Your task = Rewrite the listing below with every instance of "disc" replaced by "circle", leaving everything else unchanged.

Exercise materials =

____

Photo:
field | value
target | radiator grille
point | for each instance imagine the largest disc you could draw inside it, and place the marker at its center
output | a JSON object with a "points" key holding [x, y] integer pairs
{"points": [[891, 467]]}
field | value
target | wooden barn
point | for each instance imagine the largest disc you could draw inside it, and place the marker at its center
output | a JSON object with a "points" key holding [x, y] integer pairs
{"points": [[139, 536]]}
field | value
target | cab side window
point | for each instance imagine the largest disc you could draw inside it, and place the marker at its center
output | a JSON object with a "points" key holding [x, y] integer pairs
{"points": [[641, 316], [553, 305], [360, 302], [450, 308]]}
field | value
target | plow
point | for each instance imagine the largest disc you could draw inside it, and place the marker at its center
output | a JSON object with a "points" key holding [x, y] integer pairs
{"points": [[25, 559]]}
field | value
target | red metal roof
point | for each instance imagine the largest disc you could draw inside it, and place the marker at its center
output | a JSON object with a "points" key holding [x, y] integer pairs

____

Exercise answer =
Photo:
field | value
target | radiator grille
point | for each instance imagine the largest circle you could draw inside it, and place the marker at its center
output | a JSON object with a "points" key holding [x, y] integer pairs
{"points": [[891, 467]]}
field | value
target | wooden barn
point | for each instance imagine the largest circle you could draw inside it, and place the marker at its center
output | a JSON object with a "points" key holding [x, y] integer pairs
{"points": [[139, 536]]}
field | value
target | cab side window
point | for each instance imagine the largest circle you could draw inside it, and place the marker at its center
output | a JSON object with a "points" key holding [x, y] integer pairs
{"points": [[641, 316], [553, 305], [360, 302], [450, 308]]}
field | value
target | plow
point | for each instance imagine the largest circle you could draw inside it, and place the marker at its center
output | a JSON object with a "points" key holding [x, y] integer pairs
{"points": [[25, 559]]}
field | value
target | red metal roof
point | for each instance imagine the largest circle you could draw inside it, and place the marker at its center
output | a JSON object with a "points" key holding [x, y] integer pairs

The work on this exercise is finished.